WHAT IS EXPECTED. Copy out, precisely as given, the lines from the line with "Target: blue sea" to the end of the entries that follow.

[Dataset excerpts]

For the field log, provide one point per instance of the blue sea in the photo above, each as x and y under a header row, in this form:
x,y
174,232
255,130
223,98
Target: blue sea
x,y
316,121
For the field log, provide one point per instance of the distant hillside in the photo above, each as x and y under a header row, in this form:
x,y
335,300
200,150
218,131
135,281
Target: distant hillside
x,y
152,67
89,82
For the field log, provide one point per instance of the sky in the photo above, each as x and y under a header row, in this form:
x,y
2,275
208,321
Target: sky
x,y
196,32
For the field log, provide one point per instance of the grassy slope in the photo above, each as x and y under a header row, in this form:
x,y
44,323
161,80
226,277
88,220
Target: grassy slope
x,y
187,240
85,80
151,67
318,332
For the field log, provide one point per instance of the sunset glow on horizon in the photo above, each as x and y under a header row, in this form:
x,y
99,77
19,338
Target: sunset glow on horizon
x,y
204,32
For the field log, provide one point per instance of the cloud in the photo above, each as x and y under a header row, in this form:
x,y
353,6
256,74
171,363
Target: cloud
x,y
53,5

RESULT FOR THIS TASK.
Target: blue sea
x,y
316,121
For the field log, provide one point per instance of the distant hillside in the photo above, each as x and y under a header row, in this form:
x,y
335,300
200,150
218,131
135,281
Target: distant hillside
x,y
152,67
89,82
For the field log, provide one point per instance of the sky in the photo above, each as x and y under a header row, in this form:
x,y
2,275
208,321
Target: sky
x,y
196,32
For the field log, provide one point per instance of the grassy slope in the photo above, each as x and y under a header row, in this form:
x,y
44,323
161,80
226,277
88,220
Target: grassy slope
x,y
187,240
85,80
151,67
318,332
For the field log, provide one point per instance of the sunset glow on horizon in the photo above, each as x and y under a header row, in this form:
x,y
99,77
19,338
Target: sunset glow on horizon
x,y
204,32
For the field log, provide one point per instance of the cloud in the photo above, each as x and y under a header row, in this form:
x,y
353,6
256,74
171,363
Target: cloud
x,y
53,5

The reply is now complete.